## WRITTEN INSTRUCTION
Swap "shoulder" for "elbow" in the data below, starting at the line containing "If you could mark the shoulder" and ending at the end of the data. Write out only those lines, with everything else left as it is.

------------------------------------------------

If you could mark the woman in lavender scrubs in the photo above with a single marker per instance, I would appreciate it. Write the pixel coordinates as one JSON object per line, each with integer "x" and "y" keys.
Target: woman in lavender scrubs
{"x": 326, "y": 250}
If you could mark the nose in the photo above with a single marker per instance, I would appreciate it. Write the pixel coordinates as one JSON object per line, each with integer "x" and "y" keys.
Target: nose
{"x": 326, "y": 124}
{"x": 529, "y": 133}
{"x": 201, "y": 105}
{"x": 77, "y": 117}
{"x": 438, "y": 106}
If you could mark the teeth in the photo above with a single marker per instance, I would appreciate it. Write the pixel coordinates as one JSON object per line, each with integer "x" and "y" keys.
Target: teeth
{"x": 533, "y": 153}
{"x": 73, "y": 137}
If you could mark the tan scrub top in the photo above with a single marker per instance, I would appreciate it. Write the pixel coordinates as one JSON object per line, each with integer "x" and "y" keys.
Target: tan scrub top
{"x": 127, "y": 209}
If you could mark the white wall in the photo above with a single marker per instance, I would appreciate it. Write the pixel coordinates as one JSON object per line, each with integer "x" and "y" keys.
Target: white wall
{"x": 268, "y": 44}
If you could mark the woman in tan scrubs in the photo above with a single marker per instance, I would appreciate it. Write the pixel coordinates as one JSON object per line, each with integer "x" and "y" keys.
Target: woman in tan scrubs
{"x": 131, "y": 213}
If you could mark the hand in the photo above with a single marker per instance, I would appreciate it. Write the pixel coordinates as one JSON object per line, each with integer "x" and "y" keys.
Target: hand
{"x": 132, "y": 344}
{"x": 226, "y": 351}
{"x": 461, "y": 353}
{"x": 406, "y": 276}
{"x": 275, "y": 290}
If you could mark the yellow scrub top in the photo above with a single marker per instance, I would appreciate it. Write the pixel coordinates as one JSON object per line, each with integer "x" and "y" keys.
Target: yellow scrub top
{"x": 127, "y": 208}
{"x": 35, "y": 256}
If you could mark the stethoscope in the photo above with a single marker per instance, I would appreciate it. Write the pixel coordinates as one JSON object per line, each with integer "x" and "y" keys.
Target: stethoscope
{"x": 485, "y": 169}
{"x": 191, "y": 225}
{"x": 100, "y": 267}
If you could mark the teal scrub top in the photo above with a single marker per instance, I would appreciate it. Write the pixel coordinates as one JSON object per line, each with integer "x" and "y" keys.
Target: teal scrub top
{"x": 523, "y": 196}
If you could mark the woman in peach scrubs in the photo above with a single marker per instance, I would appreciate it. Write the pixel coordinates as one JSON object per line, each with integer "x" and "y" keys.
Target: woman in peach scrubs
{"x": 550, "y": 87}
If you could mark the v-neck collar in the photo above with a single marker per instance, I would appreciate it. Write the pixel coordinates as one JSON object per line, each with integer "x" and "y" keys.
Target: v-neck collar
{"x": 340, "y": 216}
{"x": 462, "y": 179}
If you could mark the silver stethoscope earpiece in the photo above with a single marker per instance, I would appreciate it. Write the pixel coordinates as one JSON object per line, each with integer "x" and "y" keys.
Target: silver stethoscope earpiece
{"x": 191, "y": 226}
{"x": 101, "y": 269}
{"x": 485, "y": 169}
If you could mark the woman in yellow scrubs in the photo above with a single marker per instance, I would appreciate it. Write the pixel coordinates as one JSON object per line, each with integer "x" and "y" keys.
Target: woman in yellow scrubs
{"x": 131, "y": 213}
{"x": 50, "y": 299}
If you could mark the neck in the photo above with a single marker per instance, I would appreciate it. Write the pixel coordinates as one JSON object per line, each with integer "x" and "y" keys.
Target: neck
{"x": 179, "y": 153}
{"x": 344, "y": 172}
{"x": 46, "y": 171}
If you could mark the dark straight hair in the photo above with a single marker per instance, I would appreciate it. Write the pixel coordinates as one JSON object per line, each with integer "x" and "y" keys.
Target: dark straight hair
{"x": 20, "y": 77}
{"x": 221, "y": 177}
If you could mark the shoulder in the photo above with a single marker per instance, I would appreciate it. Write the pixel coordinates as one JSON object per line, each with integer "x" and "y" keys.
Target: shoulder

------------------------------------------------

## PROBLEM SOLUTION
If you could mark the elbow in the photo above with a single marker per instance, I would appreciate it. Write the pixel coordinates as one JSON object per line, each with integer "x" and "y" keys.
Target: elbow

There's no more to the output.